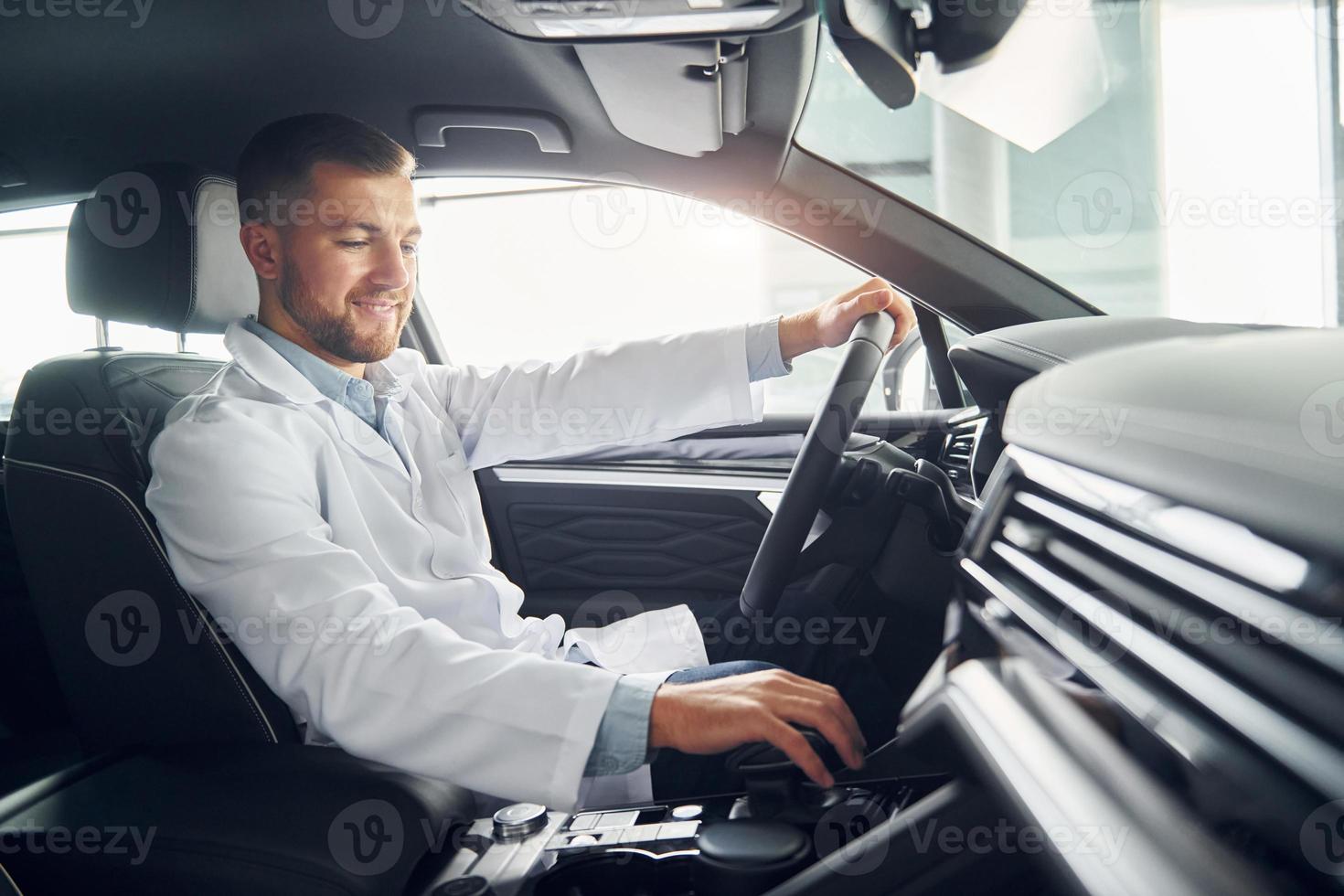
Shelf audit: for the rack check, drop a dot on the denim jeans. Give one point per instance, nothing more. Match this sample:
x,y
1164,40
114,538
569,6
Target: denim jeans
x,y
840,666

What to work on:
Copy every record above exactly, leaving out the pictures.

Exercise solution:
Shelf audit: for the rack check, drop a dot on the denim jeans. Give one point per instance, nothing more. Match this sample:
x,y
1164,40
114,538
569,6
Target: denim jeans
x,y
840,666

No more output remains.